**Job:**
Arrange the lines as a Markdown table with the columns Row and Text, starting at the line containing "street lamp post." and ending with the last line, both included. Number each row and leave out any blank lines.

------------------------------------------------------------------------

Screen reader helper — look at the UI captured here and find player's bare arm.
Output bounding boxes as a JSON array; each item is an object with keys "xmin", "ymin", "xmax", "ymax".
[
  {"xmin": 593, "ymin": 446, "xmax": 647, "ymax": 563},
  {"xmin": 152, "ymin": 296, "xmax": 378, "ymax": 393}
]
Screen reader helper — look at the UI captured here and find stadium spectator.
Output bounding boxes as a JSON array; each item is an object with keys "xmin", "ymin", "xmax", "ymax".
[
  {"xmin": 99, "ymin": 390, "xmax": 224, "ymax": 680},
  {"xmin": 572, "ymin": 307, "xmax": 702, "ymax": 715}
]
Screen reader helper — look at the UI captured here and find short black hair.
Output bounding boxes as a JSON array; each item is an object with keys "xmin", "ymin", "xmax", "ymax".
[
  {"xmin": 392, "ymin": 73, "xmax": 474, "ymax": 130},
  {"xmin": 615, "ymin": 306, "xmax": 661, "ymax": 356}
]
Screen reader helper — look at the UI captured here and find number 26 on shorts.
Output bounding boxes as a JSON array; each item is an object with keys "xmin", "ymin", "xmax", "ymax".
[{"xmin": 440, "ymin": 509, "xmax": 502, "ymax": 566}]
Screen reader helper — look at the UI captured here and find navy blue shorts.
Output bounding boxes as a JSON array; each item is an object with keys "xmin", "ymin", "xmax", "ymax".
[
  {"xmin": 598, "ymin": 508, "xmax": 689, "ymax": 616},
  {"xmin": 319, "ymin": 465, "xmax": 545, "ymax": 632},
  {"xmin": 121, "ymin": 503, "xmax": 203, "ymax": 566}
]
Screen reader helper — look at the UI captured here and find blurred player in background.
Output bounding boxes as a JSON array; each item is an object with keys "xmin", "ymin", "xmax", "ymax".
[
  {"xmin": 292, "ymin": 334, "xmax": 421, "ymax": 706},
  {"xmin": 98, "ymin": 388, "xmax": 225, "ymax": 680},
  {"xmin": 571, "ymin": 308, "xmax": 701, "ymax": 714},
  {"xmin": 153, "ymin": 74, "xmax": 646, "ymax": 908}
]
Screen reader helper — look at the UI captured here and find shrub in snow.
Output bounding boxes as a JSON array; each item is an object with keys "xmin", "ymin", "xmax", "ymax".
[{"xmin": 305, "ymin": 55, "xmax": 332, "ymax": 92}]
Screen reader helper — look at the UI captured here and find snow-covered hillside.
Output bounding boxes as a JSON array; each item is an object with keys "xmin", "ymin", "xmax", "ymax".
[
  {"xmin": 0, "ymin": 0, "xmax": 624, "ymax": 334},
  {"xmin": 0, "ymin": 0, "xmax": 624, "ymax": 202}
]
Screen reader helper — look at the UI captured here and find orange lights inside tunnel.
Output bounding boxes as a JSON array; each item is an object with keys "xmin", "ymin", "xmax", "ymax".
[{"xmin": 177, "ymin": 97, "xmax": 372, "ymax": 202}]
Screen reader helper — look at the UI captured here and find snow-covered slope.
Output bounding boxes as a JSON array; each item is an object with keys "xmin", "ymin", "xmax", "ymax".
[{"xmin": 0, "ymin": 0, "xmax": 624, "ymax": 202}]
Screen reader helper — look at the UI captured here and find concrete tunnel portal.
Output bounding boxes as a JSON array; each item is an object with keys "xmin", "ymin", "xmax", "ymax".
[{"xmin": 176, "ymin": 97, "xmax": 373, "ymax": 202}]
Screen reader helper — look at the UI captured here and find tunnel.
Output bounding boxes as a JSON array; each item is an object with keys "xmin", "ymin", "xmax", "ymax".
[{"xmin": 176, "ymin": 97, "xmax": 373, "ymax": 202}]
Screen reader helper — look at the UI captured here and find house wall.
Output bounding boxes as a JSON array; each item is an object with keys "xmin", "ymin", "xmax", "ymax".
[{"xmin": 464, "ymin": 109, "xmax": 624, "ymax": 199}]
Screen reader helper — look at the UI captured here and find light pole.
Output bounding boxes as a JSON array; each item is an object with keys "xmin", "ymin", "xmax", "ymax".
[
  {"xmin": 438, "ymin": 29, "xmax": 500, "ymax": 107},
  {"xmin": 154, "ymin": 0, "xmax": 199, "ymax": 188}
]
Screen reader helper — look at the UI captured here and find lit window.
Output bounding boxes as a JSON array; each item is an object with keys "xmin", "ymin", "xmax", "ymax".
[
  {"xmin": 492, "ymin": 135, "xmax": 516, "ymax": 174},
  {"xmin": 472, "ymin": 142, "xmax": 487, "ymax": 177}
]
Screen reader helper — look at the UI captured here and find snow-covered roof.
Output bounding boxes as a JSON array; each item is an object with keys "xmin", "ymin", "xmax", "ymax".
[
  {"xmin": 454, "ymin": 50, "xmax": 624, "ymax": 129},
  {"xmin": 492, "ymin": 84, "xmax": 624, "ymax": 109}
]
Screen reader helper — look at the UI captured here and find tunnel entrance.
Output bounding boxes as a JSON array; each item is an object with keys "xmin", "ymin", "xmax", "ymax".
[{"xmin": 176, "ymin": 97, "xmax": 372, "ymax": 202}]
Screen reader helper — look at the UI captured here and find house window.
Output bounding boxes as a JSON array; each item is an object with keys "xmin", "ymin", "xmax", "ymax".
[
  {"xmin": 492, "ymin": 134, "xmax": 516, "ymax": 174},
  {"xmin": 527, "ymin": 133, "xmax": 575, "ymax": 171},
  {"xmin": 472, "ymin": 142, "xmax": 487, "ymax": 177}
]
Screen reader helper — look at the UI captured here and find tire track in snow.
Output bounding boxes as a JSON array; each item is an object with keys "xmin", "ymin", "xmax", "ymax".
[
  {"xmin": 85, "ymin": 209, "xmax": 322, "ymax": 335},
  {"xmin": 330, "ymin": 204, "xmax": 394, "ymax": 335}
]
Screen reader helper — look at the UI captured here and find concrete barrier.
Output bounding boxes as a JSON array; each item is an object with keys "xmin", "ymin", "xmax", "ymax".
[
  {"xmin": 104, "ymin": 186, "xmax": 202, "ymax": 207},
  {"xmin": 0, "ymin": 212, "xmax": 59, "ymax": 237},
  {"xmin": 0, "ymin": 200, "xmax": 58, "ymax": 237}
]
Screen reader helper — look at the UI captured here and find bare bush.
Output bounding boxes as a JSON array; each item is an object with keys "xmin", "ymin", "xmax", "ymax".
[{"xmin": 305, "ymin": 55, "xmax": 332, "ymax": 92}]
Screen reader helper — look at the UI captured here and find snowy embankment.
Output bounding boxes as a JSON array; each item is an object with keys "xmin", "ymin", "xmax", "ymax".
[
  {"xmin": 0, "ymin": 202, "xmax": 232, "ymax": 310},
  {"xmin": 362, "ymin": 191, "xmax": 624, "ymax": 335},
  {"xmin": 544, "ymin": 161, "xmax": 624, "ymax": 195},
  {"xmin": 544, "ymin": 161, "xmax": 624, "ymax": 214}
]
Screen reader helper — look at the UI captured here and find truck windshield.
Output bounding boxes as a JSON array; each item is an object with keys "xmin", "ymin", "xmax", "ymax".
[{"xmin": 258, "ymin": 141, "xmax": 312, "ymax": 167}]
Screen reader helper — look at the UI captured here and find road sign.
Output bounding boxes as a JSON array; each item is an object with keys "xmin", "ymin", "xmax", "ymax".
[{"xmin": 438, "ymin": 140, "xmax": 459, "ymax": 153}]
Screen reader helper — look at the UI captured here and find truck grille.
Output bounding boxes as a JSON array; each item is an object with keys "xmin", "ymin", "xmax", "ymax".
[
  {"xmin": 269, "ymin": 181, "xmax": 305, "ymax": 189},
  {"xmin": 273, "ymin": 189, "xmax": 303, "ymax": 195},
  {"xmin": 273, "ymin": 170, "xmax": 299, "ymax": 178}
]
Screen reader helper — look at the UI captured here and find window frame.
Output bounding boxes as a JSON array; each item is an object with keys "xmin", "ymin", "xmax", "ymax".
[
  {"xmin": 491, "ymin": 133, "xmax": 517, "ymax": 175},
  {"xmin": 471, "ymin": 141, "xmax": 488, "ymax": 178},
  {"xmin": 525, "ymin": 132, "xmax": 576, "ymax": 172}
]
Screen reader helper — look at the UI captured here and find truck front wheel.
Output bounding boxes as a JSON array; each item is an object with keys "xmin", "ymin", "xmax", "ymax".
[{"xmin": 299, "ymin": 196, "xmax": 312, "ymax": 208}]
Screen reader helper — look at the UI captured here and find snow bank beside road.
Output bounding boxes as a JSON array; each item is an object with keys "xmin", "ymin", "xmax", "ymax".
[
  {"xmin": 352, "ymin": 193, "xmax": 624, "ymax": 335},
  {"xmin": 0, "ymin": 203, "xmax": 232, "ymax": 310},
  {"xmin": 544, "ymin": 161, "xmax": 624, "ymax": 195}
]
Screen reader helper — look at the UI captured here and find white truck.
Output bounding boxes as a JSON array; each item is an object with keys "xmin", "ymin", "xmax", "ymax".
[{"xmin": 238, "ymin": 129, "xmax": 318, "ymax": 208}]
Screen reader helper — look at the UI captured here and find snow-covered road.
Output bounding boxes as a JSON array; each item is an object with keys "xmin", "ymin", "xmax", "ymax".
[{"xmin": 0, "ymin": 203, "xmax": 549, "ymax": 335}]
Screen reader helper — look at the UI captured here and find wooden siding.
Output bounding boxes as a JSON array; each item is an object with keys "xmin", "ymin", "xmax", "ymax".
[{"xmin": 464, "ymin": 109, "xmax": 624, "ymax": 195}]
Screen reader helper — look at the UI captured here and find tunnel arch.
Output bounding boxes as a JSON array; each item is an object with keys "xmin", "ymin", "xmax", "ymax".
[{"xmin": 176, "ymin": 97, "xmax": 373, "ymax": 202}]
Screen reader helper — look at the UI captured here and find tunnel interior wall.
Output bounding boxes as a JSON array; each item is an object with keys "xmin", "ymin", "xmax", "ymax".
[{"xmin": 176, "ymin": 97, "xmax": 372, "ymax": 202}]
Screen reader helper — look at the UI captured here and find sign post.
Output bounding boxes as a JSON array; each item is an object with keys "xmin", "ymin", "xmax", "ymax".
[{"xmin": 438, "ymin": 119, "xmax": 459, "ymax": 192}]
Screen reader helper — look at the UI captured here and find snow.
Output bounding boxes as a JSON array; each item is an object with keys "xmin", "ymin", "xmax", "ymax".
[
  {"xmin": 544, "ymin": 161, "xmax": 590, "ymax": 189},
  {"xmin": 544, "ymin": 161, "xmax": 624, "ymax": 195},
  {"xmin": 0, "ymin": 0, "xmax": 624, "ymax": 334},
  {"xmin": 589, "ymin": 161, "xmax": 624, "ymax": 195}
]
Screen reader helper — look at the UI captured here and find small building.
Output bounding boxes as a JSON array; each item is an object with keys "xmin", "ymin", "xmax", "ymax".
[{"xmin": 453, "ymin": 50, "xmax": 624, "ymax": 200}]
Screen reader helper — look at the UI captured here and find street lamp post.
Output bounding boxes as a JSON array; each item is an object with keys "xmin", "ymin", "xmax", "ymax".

------------------------------------------------------------------------

**Final result:**
| Row | Text |
|---|---|
| 1 | Screen reader helper — look at the UI captured here and find street lamp post. |
| 2 | Output bounding boxes as a JSON array; each item is an object with keys "xmin", "ymin", "xmax", "ymax". |